- Task to carry out:
Set down every line of the data exactly, skipping the pictures.

- Record extracts:
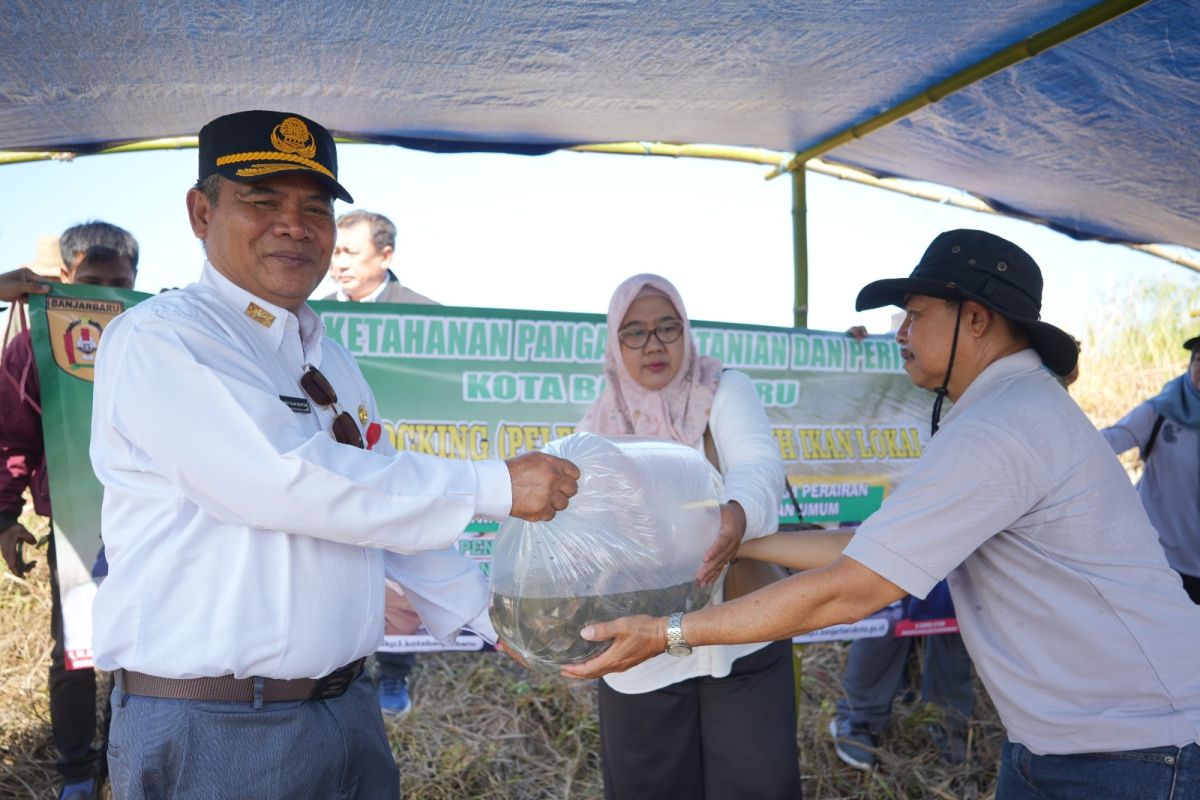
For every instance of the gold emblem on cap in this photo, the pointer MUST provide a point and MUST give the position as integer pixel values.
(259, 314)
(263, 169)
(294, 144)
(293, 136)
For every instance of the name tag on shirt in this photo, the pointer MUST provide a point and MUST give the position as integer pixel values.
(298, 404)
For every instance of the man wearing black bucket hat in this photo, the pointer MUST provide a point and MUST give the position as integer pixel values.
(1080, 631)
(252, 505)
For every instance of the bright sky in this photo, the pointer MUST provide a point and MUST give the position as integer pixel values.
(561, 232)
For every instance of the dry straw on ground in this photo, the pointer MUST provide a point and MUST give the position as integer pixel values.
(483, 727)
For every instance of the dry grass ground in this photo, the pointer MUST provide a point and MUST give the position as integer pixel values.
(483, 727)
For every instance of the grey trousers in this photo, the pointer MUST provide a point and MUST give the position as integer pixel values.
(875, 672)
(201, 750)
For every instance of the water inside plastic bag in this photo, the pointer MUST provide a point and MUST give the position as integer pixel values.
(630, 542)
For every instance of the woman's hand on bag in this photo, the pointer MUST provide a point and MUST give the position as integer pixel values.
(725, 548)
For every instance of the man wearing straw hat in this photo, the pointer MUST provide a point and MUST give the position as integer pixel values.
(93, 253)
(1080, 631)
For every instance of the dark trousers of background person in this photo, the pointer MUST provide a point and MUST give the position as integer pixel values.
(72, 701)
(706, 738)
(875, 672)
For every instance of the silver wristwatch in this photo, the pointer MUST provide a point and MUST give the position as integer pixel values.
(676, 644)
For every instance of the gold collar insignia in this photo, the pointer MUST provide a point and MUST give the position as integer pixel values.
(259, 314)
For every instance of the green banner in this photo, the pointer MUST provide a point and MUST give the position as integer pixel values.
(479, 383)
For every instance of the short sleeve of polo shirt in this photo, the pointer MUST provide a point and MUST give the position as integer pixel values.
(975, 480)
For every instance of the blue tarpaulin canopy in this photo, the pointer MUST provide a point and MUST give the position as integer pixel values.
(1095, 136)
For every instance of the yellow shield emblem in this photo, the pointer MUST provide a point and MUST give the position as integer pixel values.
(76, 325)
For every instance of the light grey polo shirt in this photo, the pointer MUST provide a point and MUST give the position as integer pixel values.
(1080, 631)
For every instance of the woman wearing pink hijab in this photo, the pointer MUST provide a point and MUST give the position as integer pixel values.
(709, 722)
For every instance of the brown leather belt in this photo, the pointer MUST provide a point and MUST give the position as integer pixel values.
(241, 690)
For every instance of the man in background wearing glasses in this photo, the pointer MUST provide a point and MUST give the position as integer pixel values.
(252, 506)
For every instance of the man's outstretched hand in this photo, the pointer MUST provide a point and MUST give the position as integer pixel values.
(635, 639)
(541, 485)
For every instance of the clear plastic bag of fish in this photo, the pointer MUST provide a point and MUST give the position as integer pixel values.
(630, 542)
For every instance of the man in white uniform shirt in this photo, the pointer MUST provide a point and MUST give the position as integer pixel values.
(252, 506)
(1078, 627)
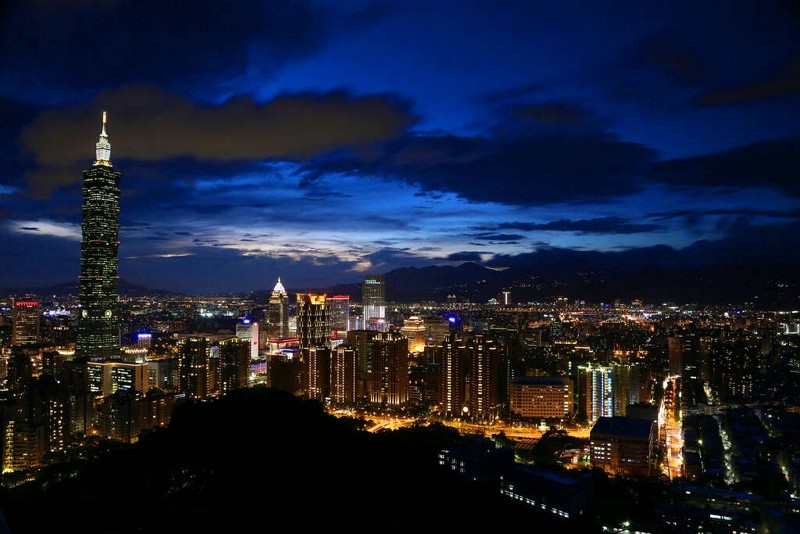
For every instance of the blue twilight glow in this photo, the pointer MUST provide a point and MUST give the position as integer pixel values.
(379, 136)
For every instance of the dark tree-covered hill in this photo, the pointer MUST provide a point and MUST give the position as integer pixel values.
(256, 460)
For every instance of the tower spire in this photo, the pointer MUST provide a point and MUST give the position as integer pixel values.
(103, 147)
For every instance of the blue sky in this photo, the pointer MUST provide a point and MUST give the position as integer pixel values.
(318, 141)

- Expected output:
For every instance of the gold emblem on cap in this photo, the pointer MUST provide a point and MUST give the position as integer pixel values.
(259, 314)
(263, 169)
(294, 144)
(293, 136)
For every instance of the name tag on shirt in this photo, the pointer MUST provide a point and MUST give the position as integer pixel values.
(298, 404)
For every instance of the man wearing black bucket hat in this photo, the pointer MUST provide a point and MUST give the position as integer pixel values.
(1080, 631)
(252, 505)
For every instance of the bright sky in this photo, the pointer MUST provide a point and MUST give the position as integer pixel values.
(561, 232)
For every instance of the dry straw on ground in this photo, the pointer MUST provide a point and MUST give the position as integer pixel values.
(483, 727)
For every instance of the dry grass ground in this photo, the pointer MUST provide a point and MUST give the position as integer pixel values.
(483, 727)
For every instance of the grey trousers in this photo, the pointer MUST provide a point and MUST give the position as integer pixel values.
(875, 672)
(201, 750)
For every instance of the water inside plastic bag in this photo, the pointer MUST provide a point and MUST give the position as integer pixel values.
(630, 542)
For every instance of the woman's hand on bag in this photo, the pointer MUST provide a point and MUST give the position as integer pixel values.
(725, 548)
For every instance of the man wearing straw hat in this photo, the pointer MUST provide a point and MUST give the position as integer pixel values.
(93, 253)
(1080, 631)
For every instance of the dark trousers of background person in this photo, the pointer MUST provide a point and MUST give the position as integer pixel values.
(72, 701)
(706, 738)
(875, 672)
For every instance of the silver wristwatch in this photo, the pointer MUST provide a point and MUST give the position as integer pixel values.
(676, 644)
For every instance of the gold collar insignia in this photo, the pointer MUST provide a point and MUST give the position as integer pixel values.
(259, 314)
For every instance of the green banner in this photo, the pointer MUST provide a point and MUST give the position as integer pixel values.
(479, 383)
For every instance of the short sleeve of polo shirt in this photo, the pointer MUST provide a point and MUST give the position as integer pixel values.
(975, 480)
For every instance of the blue tarpaulin canopy in this photo, the pointer MUST provide a point and MUST give the position as integer pixel values.
(1095, 136)
For every instance of the yellow shield emblem in this photo, the pointer MUST provide a point and MUST give the position as integer pixel values.
(76, 325)
For every instance of the light grey polo shirt in this photo, the pointer MUST provide a point and MUST give the position as integer pixel values.
(1080, 631)
For every instance of the woman wearing pink hijab in this photo, the pointer MUST provide a point and MUST give the position as integer pixel values.
(709, 722)
For every instance of the brown leather belt in this photo, the pointer MUST provide a point and MUST give the position as integer pixel values.
(241, 690)
For every instance of the man in background wearing glasses in this photo, the pointer MUST provide a point and MUST give the position as integer pixel values.
(252, 506)
For every instance of the man's outstretched hand in this photo, the pointer MUST provide a point and MUST give the position as integer pixel values.
(635, 639)
(541, 485)
For every instance of the clear plastic bag of fish in this photo, the pointer MUST provide a point and MUST give the position as integer pixel values.
(630, 542)
For every instance of the man in white uniform shirt in this photo, the pointer MUST provide a point and MUST give the position as integer pixel values.
(252, 506)
(1078, 627)
For every instance of the blue twilight glow in this photo, the pointer MUST provide a point and MUST give the position as integer pixel values.
(379, 136)
For every instance of the dark tree-covered hill in this photo, the pointer MUST provide a point and MUST give the position as integer pixel values.
(256, 460)
For every instance of the tower spire in this photo, the pointer MUST provide a point and MUST give the position as integer pixel values.
(103, 147)
For every instance of the blue sky in this photo, the pointer MUST provide a point and MUST give the position as integer pixel values.
(318, 141)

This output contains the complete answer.